*Exercise brief*
Tally the lines below that contain the string "green", counting only matches with the same letter case, and reply with the number alone.

── Listed records ──

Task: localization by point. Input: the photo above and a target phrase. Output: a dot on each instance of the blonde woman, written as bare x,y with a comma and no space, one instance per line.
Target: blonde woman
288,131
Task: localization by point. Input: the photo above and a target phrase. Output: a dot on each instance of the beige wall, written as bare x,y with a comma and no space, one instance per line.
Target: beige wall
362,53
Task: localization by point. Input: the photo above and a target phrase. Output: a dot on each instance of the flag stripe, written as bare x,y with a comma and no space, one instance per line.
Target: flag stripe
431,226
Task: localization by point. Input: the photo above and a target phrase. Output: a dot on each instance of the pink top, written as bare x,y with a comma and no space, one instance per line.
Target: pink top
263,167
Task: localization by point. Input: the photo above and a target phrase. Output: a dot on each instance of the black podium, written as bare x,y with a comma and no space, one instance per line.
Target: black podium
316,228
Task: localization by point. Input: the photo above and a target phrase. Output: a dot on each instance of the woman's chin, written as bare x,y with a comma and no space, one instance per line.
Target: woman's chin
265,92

───
── Listed records ──

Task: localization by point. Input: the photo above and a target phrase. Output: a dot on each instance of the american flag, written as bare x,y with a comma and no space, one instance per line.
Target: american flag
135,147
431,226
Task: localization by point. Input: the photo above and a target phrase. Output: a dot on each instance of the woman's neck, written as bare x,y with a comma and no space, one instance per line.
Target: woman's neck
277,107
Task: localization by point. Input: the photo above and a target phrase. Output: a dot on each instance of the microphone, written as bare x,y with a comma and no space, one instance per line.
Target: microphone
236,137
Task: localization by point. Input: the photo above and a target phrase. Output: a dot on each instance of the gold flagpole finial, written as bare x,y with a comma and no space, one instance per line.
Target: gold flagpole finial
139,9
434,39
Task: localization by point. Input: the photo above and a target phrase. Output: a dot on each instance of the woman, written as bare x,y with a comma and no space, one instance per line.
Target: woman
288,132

───
── Listed records ──

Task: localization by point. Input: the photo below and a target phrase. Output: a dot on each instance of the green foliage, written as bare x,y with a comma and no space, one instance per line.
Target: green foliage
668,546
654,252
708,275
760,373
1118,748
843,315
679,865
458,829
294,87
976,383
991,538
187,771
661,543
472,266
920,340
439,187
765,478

───

*The answer*
2